(Exercise requirements)
Return only what lies between the first line of the entries and the line containing "Query: Where is the red heart", both lines included.

(Saved data entries)
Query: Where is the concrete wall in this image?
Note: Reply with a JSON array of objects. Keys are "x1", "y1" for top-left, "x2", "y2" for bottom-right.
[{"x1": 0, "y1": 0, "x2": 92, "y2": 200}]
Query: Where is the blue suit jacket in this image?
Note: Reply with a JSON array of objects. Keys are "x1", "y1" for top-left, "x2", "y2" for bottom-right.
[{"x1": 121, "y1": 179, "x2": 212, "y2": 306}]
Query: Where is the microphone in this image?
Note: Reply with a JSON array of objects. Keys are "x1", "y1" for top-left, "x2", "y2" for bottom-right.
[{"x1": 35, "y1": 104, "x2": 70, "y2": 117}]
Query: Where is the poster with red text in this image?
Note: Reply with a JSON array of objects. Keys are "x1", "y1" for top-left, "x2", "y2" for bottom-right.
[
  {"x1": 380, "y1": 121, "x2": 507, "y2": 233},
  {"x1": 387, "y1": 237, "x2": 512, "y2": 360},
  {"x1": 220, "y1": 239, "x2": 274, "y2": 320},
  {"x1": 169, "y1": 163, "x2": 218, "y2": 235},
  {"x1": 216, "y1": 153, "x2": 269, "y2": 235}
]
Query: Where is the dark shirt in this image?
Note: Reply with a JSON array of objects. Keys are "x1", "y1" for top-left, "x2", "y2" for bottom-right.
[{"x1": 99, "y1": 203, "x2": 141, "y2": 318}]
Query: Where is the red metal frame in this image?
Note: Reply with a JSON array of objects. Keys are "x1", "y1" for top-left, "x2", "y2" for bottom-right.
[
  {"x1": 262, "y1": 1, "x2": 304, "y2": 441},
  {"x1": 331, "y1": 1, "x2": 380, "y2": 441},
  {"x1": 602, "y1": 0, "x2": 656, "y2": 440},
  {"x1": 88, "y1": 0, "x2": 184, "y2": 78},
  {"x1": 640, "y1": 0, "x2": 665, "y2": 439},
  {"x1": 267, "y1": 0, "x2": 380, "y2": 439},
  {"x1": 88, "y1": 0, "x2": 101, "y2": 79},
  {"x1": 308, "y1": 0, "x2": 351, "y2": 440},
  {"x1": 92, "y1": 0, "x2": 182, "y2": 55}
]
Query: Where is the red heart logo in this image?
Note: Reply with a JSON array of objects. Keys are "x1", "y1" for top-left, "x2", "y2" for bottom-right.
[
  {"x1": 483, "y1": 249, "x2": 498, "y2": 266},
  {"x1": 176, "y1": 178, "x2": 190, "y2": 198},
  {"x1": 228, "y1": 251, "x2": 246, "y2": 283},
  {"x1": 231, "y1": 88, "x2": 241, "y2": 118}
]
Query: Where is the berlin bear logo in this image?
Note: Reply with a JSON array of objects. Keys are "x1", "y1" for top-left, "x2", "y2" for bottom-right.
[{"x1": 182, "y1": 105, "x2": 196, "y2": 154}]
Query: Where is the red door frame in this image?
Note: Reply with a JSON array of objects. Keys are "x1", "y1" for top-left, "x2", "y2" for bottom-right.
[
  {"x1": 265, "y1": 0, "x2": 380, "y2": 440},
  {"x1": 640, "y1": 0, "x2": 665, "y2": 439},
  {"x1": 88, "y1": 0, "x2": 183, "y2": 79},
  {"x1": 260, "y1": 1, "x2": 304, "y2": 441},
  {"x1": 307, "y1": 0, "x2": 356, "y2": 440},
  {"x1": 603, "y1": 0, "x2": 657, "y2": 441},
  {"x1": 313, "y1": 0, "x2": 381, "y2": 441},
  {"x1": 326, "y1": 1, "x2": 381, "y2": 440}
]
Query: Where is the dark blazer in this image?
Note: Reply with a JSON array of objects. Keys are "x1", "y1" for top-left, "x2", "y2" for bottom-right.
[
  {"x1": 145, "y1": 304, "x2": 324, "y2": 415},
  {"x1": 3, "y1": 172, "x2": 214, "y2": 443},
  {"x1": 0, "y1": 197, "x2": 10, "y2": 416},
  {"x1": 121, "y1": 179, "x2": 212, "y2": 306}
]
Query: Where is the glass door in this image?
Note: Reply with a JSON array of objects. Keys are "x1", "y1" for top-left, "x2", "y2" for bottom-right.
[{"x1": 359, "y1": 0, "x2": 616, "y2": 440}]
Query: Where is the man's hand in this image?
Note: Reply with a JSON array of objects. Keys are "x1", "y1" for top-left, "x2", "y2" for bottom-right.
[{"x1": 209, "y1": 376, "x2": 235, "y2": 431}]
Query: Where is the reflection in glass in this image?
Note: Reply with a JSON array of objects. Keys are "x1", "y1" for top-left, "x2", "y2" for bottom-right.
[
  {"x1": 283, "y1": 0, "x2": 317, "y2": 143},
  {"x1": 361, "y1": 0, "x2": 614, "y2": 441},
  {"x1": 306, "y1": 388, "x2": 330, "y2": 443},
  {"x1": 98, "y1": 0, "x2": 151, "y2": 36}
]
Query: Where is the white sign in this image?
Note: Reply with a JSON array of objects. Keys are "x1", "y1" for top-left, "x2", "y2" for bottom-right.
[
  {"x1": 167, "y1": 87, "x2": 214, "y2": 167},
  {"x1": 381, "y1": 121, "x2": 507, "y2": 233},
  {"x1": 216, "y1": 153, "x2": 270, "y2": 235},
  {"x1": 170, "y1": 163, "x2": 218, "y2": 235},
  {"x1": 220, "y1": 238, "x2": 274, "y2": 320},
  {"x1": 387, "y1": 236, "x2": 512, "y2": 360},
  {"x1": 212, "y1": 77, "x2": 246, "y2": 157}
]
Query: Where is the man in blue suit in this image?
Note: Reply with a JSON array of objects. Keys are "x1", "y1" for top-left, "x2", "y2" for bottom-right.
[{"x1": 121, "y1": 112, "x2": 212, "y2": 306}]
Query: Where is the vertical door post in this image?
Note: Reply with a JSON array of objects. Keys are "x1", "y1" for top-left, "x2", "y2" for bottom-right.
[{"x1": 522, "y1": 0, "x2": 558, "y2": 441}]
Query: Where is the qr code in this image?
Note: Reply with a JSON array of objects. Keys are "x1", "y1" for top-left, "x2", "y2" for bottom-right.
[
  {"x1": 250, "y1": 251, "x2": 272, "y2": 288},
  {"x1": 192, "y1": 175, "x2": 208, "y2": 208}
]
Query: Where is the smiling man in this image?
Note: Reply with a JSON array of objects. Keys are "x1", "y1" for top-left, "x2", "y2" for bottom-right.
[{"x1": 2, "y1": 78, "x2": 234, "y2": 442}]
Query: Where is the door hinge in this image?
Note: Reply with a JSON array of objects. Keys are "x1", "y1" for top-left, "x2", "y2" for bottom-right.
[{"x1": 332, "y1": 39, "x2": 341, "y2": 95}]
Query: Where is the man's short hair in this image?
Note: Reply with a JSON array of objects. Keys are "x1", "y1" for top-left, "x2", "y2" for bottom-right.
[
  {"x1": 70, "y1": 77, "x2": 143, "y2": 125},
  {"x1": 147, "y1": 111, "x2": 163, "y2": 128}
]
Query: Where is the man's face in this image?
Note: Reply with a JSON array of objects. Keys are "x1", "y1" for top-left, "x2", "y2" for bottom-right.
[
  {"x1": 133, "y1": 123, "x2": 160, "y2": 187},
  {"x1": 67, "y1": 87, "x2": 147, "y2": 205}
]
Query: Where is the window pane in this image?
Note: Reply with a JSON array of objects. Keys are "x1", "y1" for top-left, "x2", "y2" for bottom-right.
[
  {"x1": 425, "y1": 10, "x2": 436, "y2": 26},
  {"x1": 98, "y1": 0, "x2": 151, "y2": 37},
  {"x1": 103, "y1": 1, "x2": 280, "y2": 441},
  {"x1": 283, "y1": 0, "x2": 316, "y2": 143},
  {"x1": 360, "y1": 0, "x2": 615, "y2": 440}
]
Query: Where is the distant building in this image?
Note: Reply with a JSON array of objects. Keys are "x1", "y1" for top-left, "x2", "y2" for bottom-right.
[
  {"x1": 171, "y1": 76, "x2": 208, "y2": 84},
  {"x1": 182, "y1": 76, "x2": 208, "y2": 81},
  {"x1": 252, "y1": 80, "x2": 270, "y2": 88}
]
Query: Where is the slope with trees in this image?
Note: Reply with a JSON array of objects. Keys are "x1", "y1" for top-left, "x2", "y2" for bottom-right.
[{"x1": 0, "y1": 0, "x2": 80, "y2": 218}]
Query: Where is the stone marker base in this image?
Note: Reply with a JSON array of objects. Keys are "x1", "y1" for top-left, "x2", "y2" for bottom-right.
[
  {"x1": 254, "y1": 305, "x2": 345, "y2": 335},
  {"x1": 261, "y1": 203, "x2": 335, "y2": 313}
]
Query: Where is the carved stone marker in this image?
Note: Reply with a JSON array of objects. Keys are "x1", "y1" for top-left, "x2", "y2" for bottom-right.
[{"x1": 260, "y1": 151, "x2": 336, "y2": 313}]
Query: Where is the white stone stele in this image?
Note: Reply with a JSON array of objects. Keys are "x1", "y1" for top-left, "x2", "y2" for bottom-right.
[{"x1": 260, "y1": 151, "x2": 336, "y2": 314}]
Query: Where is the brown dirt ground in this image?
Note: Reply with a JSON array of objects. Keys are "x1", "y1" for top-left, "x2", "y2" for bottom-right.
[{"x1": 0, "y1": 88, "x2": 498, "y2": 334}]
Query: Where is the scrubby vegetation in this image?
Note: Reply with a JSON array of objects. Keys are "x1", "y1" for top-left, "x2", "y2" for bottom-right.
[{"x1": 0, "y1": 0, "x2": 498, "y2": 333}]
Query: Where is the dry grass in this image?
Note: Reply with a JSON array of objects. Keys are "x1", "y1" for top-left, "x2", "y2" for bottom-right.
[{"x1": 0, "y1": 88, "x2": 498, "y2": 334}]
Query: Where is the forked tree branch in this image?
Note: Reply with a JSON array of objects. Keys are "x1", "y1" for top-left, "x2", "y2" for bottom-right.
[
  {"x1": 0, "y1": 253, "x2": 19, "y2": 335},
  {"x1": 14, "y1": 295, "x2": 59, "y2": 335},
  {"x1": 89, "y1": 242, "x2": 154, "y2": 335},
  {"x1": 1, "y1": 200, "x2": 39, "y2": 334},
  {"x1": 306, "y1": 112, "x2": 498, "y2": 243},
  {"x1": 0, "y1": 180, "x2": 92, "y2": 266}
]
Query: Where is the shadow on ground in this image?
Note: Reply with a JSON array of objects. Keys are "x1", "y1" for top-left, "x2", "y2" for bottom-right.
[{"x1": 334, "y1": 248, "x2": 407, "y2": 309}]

(Response below)
Query: Where is the concrete wall in this image?
Note: Reply with a JSON array of objects. Keys are "x1", "y1" for top-left, "x2", "y2" for bottom-right.
[{"x1": 0, "y1": 0, "x2": 92, "y2": 200}]
Query: Where is the blue suit jacket in this image?
Note: Reply with a JSON array of objects. Keys are "x1", "y1" for top-left, "x2", "y2" for bottom-right.
[{"x1": 121, "y1": 179, "x2": 212, "y2": 306}]
Query: Where is the microphone in this image?
Note: Reply with a JSON array of objects. Keys are "x1", "y1" for top-left, "x2", "y2" for bottom-right.
[{"x1": 35, "y1": 104, "x2": 70, "y2": 117}]
Query: Where is the poster with red text in this image?
Note: Reply with a JSON array of objects. Keys are "x1", "y1" for top-left, "x2", "y2" for bottom-right.
[
  {"x1": 380, "y1": 121, "x2": 507, "y2": 233},
  {"x1": 387, "y1": 237, "x2": 512, "y2": 360},
  {"x1": 220, "y1": 239, "x2": 274, "y2": 320},
  {"x1": 169, "y1": 163, "x2": 218, "y2": 235},
  {"x1": 216, "y1": 153, "x2": 269, "y2": 235}
]
Query: Where is the dark shirt in this image?
Note: Reply with a JSON array of objects. Keys are "x1", "y1" for top-left, "x2", "y2" for bottom-right.
[{"x1": 99, "y1": 203, "x2": 141, "y2": 318}]
Query: Where is the red metal frame in this image?
Note: Reply with a JSON array of objects. Keys are "x1", "y1" for top-left, "x2", "y2" for bottom-right.
[
  {"x1": 262, "y1": 1, "x2": 304, "y2": 441},
  {"x1": 331, "y1": 1, "x2": 380, "y2": 441},
  {"x1": 602, "y1": 0, "x2": 656, "y2": 440},
  {"x1": 88, "y1": 0, "x2": 184, "y2": 78},
  {"x1": 640, "y1": 0, "x2": 665, "y2": 439},
  {"x1": 267, "y1": 0, "x2": 380, "y2": 439},
  {"x1": 88, "y1": 0, "x2": 101, "y2": 79},
  {"x1": 308, "y1": 0, "x2": 351, "y2": 440},
  {"x1": 92, "y1": 0, "x2": 182, "y2": 55}
]
Query: Where is the red heart logo in this image?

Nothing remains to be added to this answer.